■ Assignment ■
The result should be an exact copy of the entries that follow, with no pictures included.

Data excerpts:
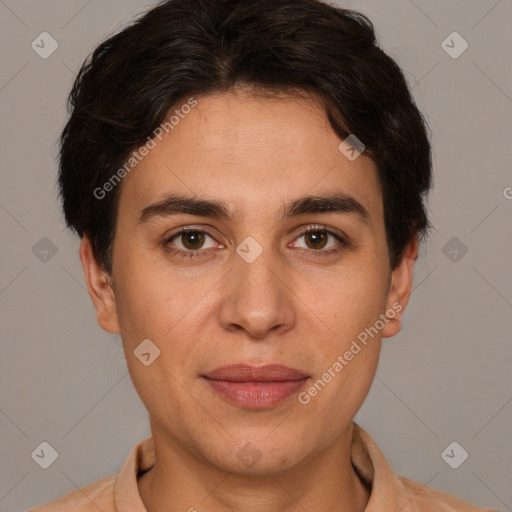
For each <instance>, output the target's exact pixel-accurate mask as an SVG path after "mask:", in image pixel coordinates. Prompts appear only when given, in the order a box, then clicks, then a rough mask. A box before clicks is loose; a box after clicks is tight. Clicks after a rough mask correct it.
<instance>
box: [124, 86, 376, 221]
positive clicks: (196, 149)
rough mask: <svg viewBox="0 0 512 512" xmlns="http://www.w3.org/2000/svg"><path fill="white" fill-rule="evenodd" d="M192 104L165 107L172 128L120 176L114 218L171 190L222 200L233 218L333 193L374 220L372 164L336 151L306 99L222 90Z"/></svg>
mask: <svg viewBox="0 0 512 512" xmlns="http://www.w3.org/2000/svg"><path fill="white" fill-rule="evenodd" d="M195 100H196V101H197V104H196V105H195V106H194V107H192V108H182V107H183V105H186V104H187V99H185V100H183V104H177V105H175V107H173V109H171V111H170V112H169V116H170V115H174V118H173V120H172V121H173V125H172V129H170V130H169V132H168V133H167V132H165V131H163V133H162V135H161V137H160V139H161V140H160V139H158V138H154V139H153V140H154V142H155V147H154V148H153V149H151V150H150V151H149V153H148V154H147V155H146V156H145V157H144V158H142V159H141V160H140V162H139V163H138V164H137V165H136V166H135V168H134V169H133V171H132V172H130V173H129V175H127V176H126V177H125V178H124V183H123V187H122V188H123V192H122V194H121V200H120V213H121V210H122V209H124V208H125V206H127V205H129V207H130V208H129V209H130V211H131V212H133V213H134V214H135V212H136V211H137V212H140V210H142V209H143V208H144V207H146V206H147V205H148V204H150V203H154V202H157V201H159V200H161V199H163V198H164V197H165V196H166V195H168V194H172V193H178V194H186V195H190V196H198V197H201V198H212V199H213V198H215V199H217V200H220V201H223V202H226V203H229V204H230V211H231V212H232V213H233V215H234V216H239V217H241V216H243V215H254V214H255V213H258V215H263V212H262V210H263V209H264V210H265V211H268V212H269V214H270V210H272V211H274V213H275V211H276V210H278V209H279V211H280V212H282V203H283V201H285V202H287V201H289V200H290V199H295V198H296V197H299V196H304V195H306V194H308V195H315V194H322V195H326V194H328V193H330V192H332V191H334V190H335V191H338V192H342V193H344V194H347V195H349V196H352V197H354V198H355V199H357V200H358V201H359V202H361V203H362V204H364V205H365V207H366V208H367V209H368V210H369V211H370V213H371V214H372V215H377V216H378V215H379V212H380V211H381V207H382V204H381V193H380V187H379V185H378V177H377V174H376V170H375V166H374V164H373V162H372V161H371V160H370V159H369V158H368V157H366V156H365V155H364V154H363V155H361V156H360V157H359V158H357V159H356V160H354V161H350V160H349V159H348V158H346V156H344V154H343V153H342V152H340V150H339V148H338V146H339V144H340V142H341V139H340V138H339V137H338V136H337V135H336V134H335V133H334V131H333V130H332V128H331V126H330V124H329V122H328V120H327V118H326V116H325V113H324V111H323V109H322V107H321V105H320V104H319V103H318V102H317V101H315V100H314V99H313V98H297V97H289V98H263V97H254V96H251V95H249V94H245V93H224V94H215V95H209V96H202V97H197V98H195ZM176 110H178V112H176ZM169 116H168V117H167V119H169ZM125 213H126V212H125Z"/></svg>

■ Task response ■
For each <instance>, output the target's exact pixel-accurate mask as an SVG path after "mask:", in image pixel coordinates. Prompts appear only when given, in the order a box, then clicks, then a rough mask. A box before clicks is loose; a box after clicks is tight. Clicks after a rough mask correct it.
<instance>
box: [124, 86, 376, 221]
positive clicks: (196, 149)
rough mask: <svg viewBox="0 0 512 512" xmlns="http://www.w3.org/2000/svg"><path fill="white" fill-rule="evenodd" d="M192 104L165 107L172 128L120 176L114 218L171 190L222 200L233 218L333 193L374 220L372 164L336 151L306 99L222 90Z"/></svg>
mask: <svg viewBox="0 0 512 512" xmlns="http://www.w3.org/2000/svg"><path fill="white" fill-rule="evenodd" d="M195 100H196V101H197V104H196V105H195V106H194V107H192V108H182V107H183V105H186V104H187V99H185V100H183V104H177V105H175V107H173V109H171V111H170V112H169V116H170V115H174V118H173V120H172V121H173V125H172V129H170V130H169V132H168V133H167V132H165V131H163V133H162V135H161V137H160V139H161V140H160V139H158V138H154V139H153V140H154V142H155V147H154V148H153V149H151V150H150V151H149V153H148V154H147V155H146V156H145V157H144V158H142V159H141V160H140V162H139V163H138V164H137V165H136V166H135V168H134V169H133V171H132V172H130V173H129V175H127V176H126V177H125V178H124V183H123V187H122V188H123V192H122V194H121V200H120V213H121V210H122V209H124V208H125V206H127V205H129V207H130V208H129V209H130V211H131V212H133V213H134V214H135V212H136V211H137V212H140V210H142V209H143V208H144V207H146V206H147V205H148V204H150V203H154V202H157V201H159V200H161V199H163V198H164V197H165V196H166V195H168V194H172V193H178V194H186V195H190V196H198V197H201V198H212V199H213V198H215V199H217V200H220V201H223V202H226V203H229V204H230V211H231V212H232V213H233V215H234V216H239V217H241V216H243V215H254V214H255V213H258V215H263V212H262V210H263V209H264V210H265V211H268V212H269V214H270V210H272V211H274V213H275V211H276V210H278V209H279V211H280V212H282V203H283V201H285V202H287V201H289V200H290V199H295V198H296V197H299V196H304V195H306V194H308V195H315V194H322V195H326V194H328V193H330V192H332V191H334V190H335V191H338V192H342V193H344V194H347V195H349V196H352V197H354V198H355V199H357V200H358V201H359V202H361V203H362V204H364V205H365V207H366V208H367V209H368V210H369V211H370V213H371V214H372V215H377V216H378V215H379V212H380V211H381V207H382V204H381V193H380V187H379V185H378V177H377V174H376V170H375V166H374V164H373V162H372V161H371V160H370V159H369V158H368V157H366V156H365V155H364V154H363V155H361V156H360V157H359V158H357V159H356V160H354V161H350V160H349V159H348V158H346V156H344V154H343V153H342V152H340V150H339V148H338V146H339V144H340V142H341V139H340V138H339V137H338V136H337V135H336V134H335V133H334V131H333V130H332V128H331V126H330V124H329V122H328V120H327V118H326V116H325V113H324V111H323V109H322V107H321V105H320V104H319V103H318V102H317V101H315V100H314V99H313V98H297V97H289V98H263V97H254V96H251V95H249V94H245V93H224V94H215V95H209V96H202V97H197V98H195ZM176 110H178V112H176ZM169 116H168V117H167V119H169ZM125 213H126V212H125Z"/></svg>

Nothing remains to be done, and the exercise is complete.